YOUR INSTRUCTIONS: Copy exactly, and only, the lines from the line containing "Examine the image and locate every instance of white petal" through the last line of the records below, both included, and leave out any pictures.

>> BEGIN MATERIAL PROVIDED

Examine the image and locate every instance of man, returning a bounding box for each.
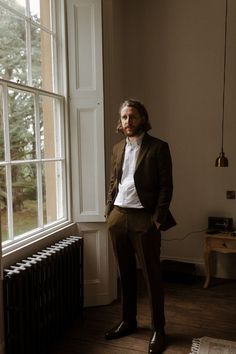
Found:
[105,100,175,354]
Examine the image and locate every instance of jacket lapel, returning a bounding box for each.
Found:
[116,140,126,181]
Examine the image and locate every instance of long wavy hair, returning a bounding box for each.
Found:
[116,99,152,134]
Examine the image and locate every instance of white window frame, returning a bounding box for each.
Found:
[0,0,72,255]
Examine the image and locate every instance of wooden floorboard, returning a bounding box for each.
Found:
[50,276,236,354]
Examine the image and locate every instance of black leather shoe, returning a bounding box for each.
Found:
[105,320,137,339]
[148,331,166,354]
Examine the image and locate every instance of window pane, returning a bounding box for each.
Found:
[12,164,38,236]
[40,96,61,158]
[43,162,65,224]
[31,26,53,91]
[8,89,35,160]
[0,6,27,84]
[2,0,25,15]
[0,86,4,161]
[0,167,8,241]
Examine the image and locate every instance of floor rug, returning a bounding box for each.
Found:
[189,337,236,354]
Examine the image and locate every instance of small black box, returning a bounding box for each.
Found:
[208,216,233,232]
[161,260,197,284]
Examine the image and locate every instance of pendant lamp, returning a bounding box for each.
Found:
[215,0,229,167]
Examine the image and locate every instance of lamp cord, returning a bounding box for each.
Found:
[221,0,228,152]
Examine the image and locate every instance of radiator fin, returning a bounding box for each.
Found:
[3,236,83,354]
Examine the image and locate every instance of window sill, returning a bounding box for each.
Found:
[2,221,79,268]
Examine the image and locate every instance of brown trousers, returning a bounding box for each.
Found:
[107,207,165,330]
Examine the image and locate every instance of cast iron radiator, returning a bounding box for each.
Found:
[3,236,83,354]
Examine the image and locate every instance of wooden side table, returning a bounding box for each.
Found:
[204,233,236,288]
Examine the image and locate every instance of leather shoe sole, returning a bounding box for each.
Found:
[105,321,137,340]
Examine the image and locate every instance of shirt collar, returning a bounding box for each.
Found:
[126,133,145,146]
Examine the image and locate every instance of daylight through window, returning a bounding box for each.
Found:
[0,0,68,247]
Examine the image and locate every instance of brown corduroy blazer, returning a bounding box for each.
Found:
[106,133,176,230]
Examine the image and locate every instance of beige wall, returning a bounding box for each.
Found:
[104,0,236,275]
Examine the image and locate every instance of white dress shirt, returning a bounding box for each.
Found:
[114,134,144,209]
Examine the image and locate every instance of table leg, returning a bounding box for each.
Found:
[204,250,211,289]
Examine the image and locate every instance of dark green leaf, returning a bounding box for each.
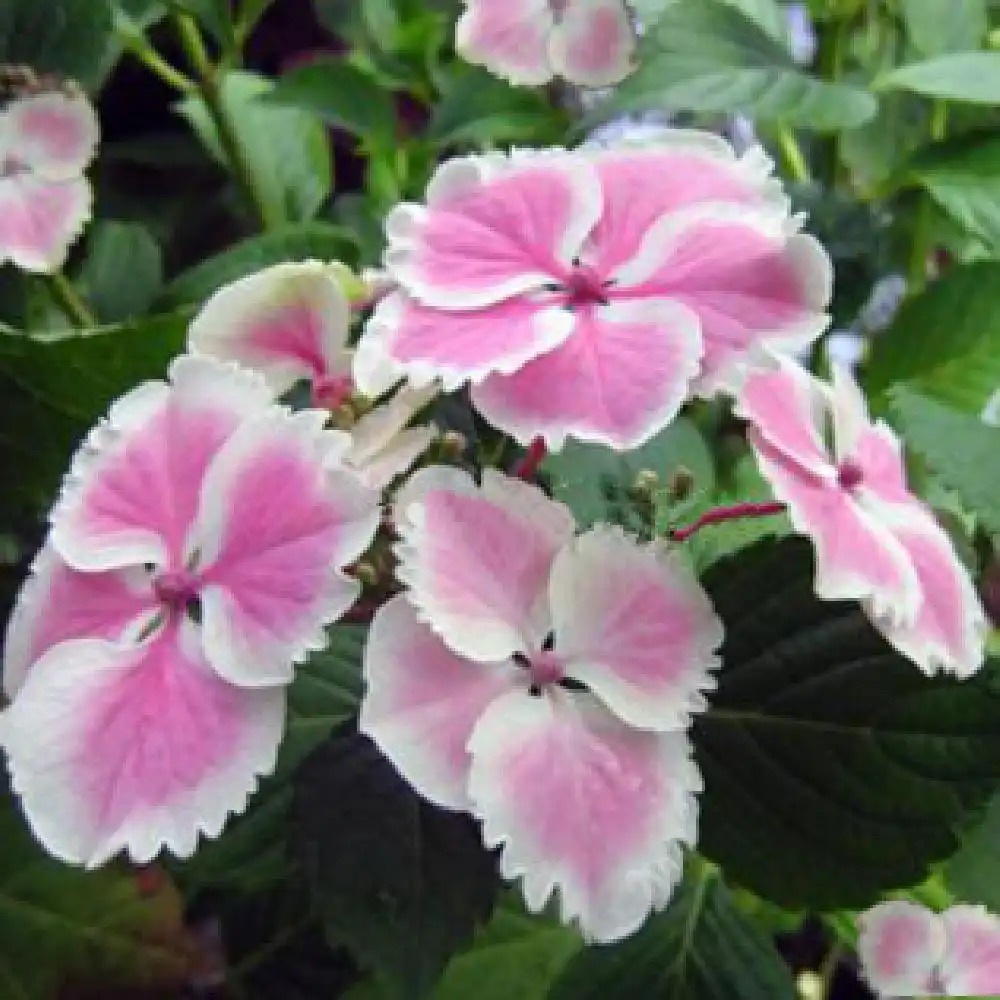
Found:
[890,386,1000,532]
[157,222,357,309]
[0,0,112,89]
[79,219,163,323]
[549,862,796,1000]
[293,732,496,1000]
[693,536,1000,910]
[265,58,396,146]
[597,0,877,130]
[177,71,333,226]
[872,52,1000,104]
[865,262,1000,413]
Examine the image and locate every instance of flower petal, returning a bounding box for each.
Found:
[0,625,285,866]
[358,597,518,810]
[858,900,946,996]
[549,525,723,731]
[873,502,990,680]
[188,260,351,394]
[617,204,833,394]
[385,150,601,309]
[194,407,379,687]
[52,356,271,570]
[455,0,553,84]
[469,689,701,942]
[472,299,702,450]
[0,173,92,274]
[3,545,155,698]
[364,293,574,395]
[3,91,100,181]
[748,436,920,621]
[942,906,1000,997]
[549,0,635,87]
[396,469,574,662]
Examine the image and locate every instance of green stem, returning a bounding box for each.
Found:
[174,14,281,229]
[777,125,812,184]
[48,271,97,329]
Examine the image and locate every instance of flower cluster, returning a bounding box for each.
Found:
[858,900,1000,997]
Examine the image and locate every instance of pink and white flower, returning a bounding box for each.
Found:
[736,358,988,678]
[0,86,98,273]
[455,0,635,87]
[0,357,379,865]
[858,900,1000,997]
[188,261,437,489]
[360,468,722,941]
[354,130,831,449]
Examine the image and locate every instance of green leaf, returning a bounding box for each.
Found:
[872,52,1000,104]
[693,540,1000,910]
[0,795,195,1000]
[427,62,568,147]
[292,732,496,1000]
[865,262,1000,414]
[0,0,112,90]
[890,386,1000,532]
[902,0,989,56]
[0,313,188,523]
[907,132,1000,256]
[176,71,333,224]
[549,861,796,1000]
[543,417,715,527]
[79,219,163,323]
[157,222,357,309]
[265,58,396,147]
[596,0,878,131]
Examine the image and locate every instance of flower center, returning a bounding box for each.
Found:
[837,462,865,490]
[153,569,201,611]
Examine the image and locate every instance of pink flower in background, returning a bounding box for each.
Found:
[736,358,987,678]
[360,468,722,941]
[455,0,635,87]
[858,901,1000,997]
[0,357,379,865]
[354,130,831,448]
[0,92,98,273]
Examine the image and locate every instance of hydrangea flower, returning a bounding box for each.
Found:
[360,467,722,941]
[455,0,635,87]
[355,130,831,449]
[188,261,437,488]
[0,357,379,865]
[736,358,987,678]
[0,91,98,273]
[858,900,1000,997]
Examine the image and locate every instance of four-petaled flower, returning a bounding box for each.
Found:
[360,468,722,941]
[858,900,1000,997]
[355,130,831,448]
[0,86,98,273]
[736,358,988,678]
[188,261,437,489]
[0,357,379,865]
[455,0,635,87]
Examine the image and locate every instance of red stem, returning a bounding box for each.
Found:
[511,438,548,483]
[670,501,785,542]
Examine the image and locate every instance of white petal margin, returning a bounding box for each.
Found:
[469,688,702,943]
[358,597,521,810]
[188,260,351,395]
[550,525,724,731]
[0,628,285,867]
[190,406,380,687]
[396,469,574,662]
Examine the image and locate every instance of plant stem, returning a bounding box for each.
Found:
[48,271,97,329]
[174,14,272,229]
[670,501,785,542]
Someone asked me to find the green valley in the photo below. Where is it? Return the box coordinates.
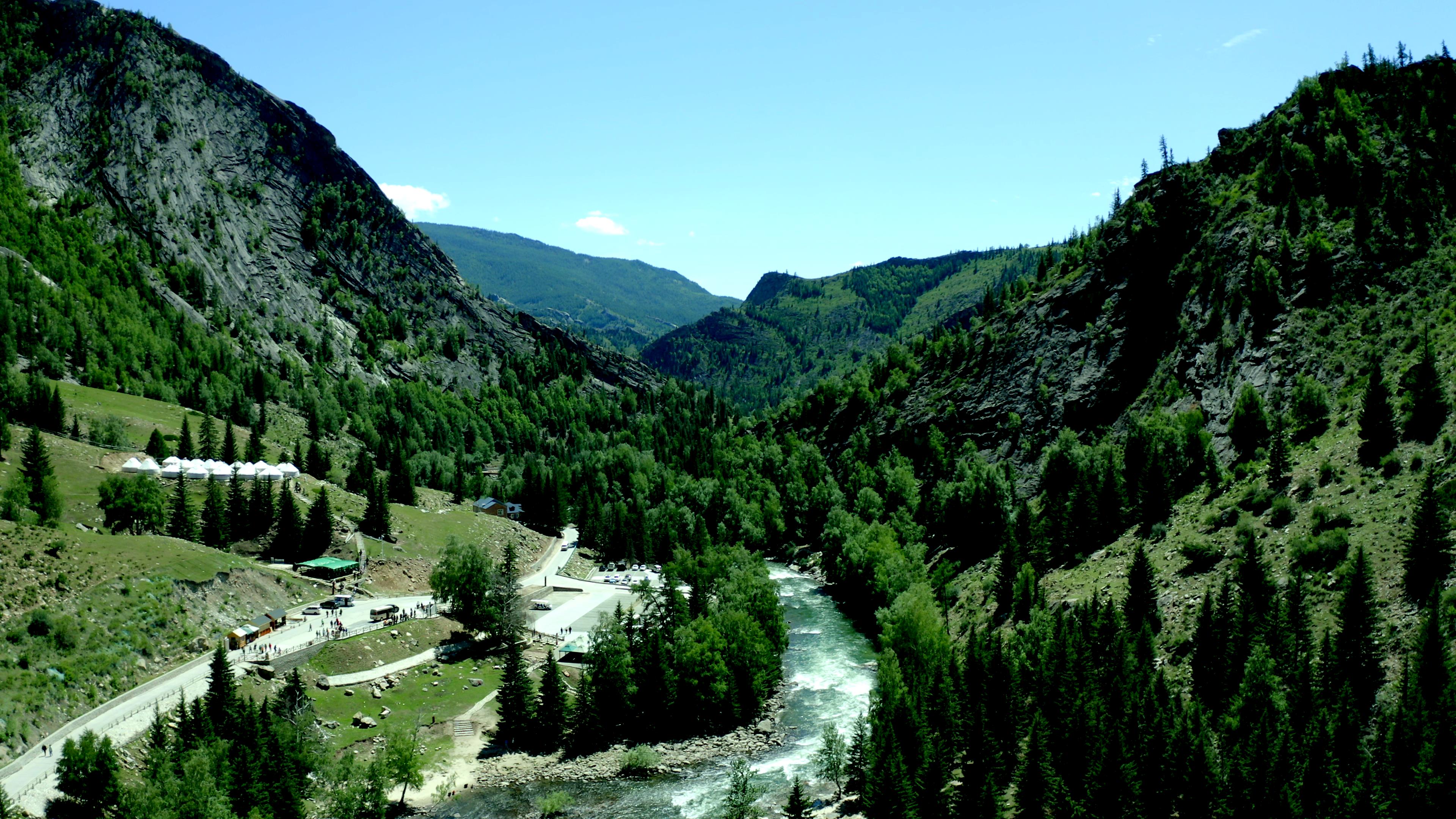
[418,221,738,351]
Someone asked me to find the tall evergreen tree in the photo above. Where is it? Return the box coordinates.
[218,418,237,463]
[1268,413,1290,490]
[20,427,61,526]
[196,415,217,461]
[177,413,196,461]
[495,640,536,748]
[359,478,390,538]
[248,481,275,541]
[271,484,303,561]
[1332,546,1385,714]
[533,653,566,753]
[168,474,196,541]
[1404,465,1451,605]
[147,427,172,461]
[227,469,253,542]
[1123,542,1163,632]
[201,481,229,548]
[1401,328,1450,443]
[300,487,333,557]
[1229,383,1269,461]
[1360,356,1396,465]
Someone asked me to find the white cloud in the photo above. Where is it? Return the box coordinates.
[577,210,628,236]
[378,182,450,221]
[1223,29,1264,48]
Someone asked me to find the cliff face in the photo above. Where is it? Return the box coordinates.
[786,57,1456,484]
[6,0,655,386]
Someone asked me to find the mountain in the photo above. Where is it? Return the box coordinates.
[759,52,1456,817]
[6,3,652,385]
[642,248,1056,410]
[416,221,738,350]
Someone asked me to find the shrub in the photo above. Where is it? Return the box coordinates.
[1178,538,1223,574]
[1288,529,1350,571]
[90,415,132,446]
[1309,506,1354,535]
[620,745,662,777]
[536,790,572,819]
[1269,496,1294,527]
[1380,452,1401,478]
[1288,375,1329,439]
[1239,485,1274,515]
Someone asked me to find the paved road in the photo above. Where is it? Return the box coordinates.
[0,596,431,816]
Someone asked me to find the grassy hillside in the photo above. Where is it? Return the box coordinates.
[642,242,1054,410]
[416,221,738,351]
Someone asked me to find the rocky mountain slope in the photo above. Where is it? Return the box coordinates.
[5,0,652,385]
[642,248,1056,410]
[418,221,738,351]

>> END MATERIAL PROVIDED

RESULT:
Examine the image and locate every instance of white petal margin, returning a bounding box for each.
Found:
[469,688,702,943]
[358,597,521,810]
[188,260,351,395]
[550,525,724,731]
[0,628,285,867]
[190,406,380,687]
[396,469,574,662]
Examine the image and locate every instance of plant stem, returning a bounding box for each.
Found:
[48,271,97,329]
[174,14,272,229]
[670,501,785,542]
Someone asked me to find the green valley in the photo below. Where is it? Return the box coordinates.
[418,221,738,351]
Someone asked me to find the tall evergreen tree in the photo above. Where is it? Return the box coordinates.
[218,418,237,463]
[1268,413,1290,490]
[20,427,61,526]
[196,415,217,461]
[177,413,196,461]
[495,640,536,748]
[359,478,390,538]
[248,481,275,541]
[271,484,303,561]
[1332,546,1385,714]
[533,653,566,753]
[168,474,196,541]
[1404,465,1451,605]
[147,427,172,461]
[227,469,253,542]
[1123,542,1163,632]
[201,481,229,548]
[1401,328,1450,443]
[300,487,333,557]
[1229,383,1269,461]
[1360,356,1396,465]
Someone asked me to find the white cloud in the photo above. Where is it? Return the box coordinates.
[577,210,628,236]
[378,182,450,221]
[1223,29,1264,48]
Someone asked me to find the cliff face in the photo above. Where is it? Return the box coordinates.
[786,57,1456,484]
[6,0,655,386]
Someone asked me to find the mountain in the photo above. Where is it? Return the box coordinates.
[759,52,1456,817]
[6,3,652,385]
[642,248,1056,410]
[416,221,738,350]
Someone asked me to find the shrub in the photo above. Where is it? Return the box coordinates.
[1178,538,1223,574]
[1288,529,1350,571]
[90,415,132,446]
[1309,506,1354,535]
[620,745,662,777]
[536,790,572,819]
[1269,496,1294,527]
[1380,452,1401,478]
[1288,375,1329,439]
[1239,485,1274,515]
Someone asked me to find the paved road in the photo above. Where is it? Return the box coordinates.
[0,596,431,816]
Someone asked me to find the grassy hillside in the photo above. Where is it? Return the box coordinates.
[642,242,1054,410]
[416,221,738,351]
Someone asked me to find the rocky mountain slope in the photo above. Where is it? Return the box coordinates.
[5,0,652,385]
[642,248,1056,410]
[418,221,738,351]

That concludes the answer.